What is expected: Could you find each line of the data below that contains the word "accurate" and copy those lines?

Stored items:
%%

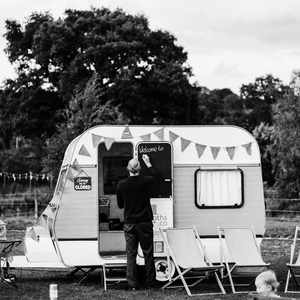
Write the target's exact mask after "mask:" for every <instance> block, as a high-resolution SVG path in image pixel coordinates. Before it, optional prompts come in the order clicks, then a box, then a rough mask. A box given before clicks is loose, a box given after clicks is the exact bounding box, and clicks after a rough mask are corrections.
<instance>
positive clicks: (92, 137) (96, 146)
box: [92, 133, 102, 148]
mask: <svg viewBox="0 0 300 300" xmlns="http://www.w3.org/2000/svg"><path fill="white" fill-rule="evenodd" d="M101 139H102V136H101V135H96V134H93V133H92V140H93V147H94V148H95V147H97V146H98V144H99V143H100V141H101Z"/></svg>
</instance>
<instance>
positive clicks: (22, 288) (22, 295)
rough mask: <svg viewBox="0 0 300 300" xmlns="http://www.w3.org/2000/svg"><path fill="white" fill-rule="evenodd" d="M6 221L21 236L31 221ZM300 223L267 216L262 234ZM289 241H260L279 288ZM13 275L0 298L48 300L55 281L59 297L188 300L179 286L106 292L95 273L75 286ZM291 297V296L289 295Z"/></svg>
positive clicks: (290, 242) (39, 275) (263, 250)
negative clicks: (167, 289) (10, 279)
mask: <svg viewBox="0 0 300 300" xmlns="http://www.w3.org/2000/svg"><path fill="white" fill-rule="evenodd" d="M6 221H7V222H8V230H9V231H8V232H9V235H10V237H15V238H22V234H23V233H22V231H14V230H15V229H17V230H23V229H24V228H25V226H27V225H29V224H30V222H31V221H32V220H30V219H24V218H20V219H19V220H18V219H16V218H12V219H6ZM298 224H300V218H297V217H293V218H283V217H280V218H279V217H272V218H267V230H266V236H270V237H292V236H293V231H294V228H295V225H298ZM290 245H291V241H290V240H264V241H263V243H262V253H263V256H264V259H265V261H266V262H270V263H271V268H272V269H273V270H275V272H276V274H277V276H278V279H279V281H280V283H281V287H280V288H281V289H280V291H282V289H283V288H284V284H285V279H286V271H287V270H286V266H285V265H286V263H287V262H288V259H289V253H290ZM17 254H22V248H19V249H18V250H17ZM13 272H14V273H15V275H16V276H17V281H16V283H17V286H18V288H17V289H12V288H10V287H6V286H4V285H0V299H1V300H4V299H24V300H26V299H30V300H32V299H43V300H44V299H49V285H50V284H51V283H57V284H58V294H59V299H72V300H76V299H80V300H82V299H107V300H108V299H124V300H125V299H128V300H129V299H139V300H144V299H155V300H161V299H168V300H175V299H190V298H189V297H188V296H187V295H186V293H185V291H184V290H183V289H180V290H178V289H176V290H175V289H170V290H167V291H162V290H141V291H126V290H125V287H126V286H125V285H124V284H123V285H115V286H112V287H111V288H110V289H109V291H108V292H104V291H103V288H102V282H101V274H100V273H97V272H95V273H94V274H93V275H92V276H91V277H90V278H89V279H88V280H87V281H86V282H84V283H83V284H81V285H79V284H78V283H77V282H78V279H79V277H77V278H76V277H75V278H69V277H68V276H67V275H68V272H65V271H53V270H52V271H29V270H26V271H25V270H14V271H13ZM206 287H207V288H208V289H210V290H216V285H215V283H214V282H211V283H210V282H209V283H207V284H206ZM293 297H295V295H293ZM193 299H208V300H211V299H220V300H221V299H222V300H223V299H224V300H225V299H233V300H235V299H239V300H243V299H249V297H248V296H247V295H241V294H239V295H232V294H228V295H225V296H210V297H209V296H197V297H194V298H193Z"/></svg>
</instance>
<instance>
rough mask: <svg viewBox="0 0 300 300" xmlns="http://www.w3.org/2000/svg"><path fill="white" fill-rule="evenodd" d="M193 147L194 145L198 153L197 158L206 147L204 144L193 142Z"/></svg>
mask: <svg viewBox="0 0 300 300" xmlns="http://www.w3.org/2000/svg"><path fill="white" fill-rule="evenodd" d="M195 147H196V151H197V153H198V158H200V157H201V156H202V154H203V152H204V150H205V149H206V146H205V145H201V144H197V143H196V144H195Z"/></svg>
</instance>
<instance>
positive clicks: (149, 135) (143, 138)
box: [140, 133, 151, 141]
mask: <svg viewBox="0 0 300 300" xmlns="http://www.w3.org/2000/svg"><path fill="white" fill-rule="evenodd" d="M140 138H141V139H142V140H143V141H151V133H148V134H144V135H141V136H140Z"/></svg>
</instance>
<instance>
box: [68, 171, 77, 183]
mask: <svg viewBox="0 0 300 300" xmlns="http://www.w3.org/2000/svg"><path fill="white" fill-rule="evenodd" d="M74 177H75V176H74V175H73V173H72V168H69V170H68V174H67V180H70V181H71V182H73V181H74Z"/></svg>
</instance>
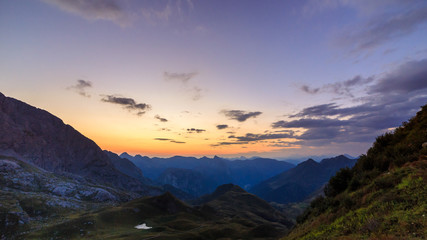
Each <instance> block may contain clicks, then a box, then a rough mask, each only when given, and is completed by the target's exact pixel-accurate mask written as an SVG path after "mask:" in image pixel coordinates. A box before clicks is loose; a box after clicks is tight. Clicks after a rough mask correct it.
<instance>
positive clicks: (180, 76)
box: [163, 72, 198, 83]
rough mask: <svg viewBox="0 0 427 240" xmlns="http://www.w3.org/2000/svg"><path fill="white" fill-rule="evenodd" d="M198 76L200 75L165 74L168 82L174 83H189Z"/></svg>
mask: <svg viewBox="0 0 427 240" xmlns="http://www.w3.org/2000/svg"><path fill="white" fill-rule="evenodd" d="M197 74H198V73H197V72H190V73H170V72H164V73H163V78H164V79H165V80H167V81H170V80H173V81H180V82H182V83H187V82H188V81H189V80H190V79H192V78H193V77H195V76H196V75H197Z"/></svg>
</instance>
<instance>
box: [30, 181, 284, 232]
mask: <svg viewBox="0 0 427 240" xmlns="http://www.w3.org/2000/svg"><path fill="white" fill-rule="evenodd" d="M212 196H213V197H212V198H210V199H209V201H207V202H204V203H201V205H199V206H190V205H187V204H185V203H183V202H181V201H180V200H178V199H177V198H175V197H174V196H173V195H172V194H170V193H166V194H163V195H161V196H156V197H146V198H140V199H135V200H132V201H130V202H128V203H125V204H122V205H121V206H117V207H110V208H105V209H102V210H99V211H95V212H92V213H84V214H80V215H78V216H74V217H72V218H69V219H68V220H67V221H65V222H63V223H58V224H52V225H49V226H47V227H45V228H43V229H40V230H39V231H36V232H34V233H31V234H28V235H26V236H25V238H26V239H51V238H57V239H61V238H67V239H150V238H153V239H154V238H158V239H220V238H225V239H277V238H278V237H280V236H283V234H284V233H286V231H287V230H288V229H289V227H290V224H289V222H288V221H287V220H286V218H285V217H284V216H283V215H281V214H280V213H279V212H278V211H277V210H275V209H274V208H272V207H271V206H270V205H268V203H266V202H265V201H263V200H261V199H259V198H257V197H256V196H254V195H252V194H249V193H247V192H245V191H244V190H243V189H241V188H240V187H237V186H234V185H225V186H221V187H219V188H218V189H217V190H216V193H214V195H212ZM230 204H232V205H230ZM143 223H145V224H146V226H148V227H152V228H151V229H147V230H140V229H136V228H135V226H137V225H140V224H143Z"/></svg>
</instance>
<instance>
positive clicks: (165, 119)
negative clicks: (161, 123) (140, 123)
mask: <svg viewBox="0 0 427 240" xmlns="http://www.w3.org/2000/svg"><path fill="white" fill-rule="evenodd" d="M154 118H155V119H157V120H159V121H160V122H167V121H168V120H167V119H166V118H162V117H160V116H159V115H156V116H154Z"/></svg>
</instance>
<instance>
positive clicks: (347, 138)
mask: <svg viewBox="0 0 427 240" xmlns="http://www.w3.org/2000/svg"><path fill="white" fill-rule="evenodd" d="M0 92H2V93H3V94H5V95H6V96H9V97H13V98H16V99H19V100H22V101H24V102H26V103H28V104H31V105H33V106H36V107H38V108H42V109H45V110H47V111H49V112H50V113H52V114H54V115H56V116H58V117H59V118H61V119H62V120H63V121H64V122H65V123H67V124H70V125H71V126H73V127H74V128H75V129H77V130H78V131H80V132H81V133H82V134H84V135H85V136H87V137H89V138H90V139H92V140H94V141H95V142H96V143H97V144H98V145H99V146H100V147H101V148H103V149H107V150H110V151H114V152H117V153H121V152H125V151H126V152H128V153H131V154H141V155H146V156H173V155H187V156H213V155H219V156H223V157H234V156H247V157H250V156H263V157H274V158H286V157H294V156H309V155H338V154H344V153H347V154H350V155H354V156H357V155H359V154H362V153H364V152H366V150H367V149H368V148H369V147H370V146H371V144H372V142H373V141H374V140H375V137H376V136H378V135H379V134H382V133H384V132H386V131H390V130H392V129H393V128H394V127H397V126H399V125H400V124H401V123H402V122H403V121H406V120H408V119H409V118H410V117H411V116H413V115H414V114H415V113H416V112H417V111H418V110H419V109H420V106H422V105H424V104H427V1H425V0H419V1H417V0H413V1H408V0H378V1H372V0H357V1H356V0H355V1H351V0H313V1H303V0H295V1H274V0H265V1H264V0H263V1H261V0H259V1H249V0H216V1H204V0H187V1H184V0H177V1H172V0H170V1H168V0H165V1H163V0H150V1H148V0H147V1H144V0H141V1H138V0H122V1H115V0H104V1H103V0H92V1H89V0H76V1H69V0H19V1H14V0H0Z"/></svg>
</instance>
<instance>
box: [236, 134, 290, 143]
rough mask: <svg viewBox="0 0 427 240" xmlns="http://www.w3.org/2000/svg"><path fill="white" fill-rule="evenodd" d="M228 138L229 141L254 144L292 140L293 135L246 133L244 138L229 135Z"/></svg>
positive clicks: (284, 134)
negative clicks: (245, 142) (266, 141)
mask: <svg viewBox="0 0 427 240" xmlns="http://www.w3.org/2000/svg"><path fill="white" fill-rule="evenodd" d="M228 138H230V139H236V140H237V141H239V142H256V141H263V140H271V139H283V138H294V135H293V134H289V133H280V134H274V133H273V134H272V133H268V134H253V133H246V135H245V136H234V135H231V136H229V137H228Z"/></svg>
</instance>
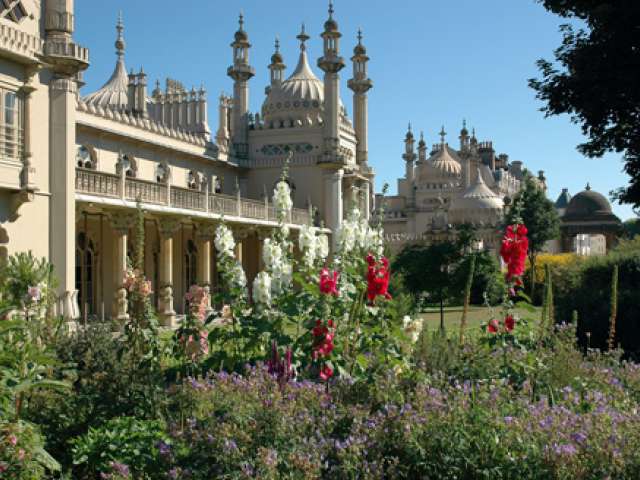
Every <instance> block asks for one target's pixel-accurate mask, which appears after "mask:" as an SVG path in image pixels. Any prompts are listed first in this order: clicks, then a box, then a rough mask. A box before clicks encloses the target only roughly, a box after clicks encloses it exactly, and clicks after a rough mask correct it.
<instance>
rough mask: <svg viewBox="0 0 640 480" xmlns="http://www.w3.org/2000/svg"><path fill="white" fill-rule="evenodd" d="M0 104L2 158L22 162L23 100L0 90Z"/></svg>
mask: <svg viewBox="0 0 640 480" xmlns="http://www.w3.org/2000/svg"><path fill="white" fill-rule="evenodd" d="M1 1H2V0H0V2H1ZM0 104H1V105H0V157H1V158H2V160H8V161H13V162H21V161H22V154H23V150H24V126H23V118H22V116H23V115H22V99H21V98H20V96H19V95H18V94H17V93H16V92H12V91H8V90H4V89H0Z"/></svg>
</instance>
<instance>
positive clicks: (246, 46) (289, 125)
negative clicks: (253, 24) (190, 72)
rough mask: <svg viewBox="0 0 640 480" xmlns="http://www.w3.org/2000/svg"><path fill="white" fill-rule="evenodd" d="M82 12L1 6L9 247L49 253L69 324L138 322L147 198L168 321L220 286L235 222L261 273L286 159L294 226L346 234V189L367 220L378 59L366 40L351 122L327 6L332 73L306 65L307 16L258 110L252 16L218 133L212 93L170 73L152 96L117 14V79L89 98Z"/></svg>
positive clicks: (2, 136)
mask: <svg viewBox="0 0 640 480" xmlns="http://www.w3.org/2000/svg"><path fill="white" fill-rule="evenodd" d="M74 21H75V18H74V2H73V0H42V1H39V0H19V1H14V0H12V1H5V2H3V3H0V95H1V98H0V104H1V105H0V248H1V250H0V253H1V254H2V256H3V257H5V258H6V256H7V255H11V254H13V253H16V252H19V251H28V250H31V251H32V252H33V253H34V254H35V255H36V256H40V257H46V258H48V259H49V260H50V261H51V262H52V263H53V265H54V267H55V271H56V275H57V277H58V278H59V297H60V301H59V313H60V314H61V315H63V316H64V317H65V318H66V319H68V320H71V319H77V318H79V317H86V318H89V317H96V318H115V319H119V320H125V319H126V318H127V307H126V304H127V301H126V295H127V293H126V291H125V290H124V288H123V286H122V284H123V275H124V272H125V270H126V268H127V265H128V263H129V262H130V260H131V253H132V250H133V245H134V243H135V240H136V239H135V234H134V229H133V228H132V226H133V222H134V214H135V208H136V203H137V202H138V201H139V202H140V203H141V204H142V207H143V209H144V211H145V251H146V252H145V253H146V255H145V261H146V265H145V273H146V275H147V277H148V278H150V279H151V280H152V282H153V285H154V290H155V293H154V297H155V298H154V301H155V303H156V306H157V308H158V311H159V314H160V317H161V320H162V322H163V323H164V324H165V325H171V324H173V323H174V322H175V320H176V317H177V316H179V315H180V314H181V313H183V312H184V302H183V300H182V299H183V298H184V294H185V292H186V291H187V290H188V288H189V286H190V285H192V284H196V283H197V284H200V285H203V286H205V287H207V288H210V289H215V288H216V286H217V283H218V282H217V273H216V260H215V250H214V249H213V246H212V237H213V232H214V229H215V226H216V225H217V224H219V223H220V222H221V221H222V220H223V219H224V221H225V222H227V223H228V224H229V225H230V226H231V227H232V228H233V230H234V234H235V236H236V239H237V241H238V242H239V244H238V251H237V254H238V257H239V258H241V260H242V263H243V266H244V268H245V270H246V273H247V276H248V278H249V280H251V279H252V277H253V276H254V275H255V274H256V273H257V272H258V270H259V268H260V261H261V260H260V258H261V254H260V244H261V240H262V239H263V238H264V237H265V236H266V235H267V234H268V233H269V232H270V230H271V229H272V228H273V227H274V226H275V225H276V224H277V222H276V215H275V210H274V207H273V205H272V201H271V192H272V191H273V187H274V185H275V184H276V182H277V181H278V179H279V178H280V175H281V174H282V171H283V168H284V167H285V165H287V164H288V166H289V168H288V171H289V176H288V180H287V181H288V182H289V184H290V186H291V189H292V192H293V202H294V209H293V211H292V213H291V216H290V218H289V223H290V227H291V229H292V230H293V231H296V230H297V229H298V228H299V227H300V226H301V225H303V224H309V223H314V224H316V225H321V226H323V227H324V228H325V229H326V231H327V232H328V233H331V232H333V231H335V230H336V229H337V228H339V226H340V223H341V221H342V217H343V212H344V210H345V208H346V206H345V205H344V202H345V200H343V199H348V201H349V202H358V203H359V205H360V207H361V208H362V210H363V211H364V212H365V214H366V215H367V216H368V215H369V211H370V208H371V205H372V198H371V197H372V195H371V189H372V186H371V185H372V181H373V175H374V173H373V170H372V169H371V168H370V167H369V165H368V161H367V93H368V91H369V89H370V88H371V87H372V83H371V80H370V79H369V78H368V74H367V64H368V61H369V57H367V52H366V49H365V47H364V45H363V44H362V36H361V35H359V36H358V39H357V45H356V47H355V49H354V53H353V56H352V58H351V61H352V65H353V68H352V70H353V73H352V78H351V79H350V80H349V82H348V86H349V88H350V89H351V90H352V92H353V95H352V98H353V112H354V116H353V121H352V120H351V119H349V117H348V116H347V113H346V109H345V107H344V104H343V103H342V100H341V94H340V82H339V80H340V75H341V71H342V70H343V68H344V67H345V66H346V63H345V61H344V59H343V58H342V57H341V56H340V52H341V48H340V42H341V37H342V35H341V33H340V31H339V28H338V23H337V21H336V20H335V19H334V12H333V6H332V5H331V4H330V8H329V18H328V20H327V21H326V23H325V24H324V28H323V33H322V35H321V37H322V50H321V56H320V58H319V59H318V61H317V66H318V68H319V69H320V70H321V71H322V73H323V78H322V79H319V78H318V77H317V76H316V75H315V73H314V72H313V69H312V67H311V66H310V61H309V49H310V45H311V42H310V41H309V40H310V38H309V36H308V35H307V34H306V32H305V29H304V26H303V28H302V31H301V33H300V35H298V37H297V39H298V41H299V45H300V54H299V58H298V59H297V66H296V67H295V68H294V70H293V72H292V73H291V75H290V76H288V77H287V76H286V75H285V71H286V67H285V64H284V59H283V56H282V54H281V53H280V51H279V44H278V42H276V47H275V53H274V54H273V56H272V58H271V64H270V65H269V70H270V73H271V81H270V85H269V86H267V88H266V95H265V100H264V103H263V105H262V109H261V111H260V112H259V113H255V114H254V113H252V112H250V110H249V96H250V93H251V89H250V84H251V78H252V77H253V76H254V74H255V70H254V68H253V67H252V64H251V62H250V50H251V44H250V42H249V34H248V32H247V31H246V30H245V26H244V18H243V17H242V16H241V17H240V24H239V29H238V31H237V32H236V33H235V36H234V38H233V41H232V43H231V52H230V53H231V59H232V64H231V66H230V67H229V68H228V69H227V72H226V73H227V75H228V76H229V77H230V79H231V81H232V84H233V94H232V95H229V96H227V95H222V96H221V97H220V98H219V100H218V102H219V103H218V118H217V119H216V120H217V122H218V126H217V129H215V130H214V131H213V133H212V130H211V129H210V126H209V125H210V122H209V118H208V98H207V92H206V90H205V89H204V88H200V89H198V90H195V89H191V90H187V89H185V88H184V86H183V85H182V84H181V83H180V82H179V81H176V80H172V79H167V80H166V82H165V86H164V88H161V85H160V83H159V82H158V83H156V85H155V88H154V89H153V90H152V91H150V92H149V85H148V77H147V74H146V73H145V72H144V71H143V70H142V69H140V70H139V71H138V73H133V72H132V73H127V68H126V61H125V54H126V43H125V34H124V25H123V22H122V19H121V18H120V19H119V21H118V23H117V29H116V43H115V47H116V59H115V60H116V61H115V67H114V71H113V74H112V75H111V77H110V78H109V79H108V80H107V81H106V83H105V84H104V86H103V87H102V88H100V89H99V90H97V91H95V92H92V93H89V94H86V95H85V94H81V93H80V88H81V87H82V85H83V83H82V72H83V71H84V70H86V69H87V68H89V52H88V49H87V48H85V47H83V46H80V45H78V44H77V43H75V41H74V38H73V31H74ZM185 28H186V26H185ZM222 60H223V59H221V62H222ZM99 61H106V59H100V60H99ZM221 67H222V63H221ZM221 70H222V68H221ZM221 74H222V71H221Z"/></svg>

%%

Finished task:
Each <instance> block may contain clicks, then a box, then a rough mask, each only when given, and is completed by the target's exact pixel-accurate mask written as an SVG path after "mask:" in image pixel coordinates. A box before clicks is loose; a box after clicks is tight. Clicks after a rough mask correct it.
Every <instance> block asks for one target's pixel-accurate mask, which appears after "mask:" as an SVG path in image pixels. Any prompts are listed first in this order: clicks, then a box, then a rough mask. A box before clicks encloses the target only roughly, a box after clicks encloses it exactly, and clicks after a rough mask correct it.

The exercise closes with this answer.